I believe that you are misinterperting my report regarding
the models.dat file ;-)

I think I know the models.dat file format and I used the
model* keys intentionally to find the duplicates because
what my report actually means is that same model values
can be found under different device types (and the same
model value should also not appear more than once under
one device type).

Using my "uniq -c -d" output you get for example
for the first of the "uniq -c -d" output

[business_inkjet_1000]
model1=Business Inkjet 1000

but also

[hp_business_inkjet_1000]
model1=Business Inkjet 1000

And for the last of the "uniq -c -d" output

[psc_760]
model1=PSC 760

but also

[psc_780]
model1=PSC 760

and also

[psc_780xi]
model1=PSC 760

At least this looks somehow buggy.

> Given problem 1: For each statement below, state whether it agrees with the forum post on the models.dat file, answering yes or no and quoting the deciding words of the post. (a) The writer used the model* keys by accident. (b) The writer holds that a model value should not appear more than once under one device type. (c) The writer regards the duplicates as correct behavior.
> Given problem 2: In the forum post on the models.dat file, which device type other than [business_inkjet_1000] also lists the model value "Business Inkjet 1000"?
> Given problem 3: Repeat verbatim everything in the forum post on the models.dat file from "I believe that" down to "one device type).".
The data that follows is not needed for any task on this page.

> Information shown:
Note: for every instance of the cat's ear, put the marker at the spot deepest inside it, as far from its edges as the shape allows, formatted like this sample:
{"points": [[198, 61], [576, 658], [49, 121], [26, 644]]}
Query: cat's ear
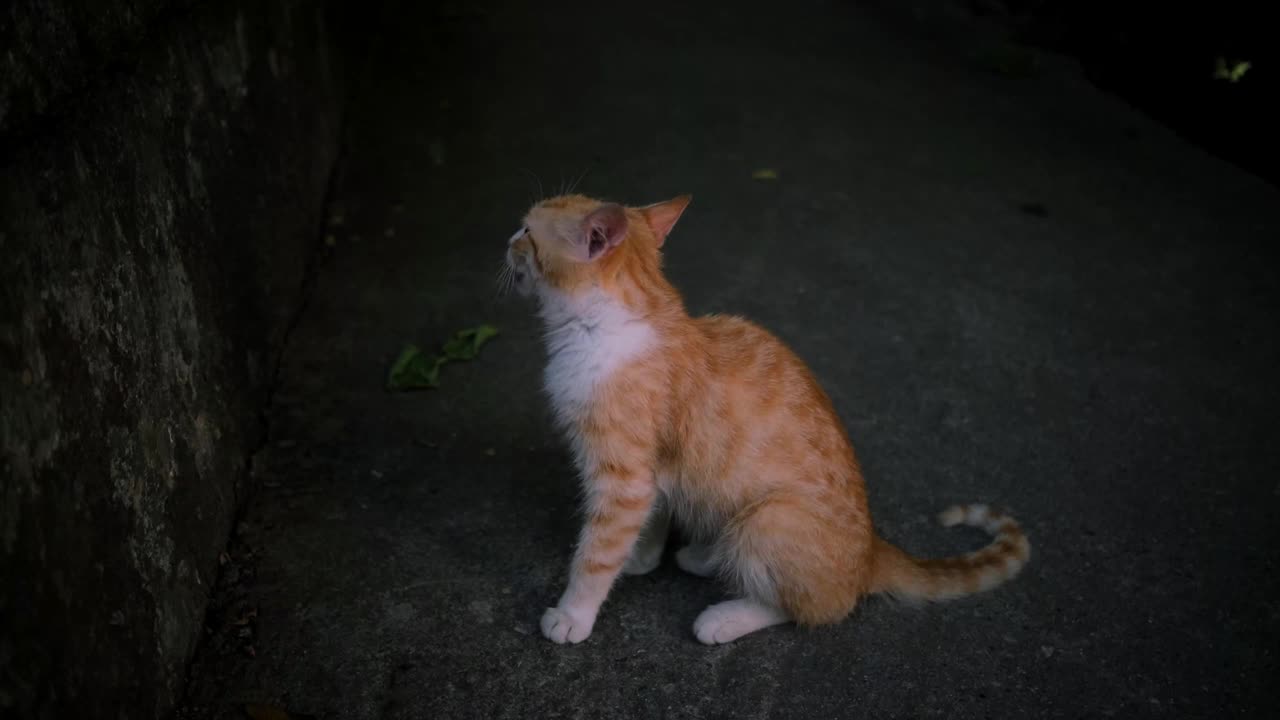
{"points": [[602, 231], [662, 215]]}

> Response 1:
(a) No: "I used the model* keys intentionally"
(b) Yes: "the same model value should also not appear more than once under one device type"
(c) No: "At least this looks somehow buggy."

> Response 2: [hp_business_inkjet_1000]

> Response 3:
I believe that you are misinterperting my report regarding
the models.dat file ;-)

I think I know the models.dat file format and I used the
model* keys intentionally to find the duplicates because
what my report actually means is that same model values
can be found under different device types (and the same
model value should also not appear more than once under
one device type).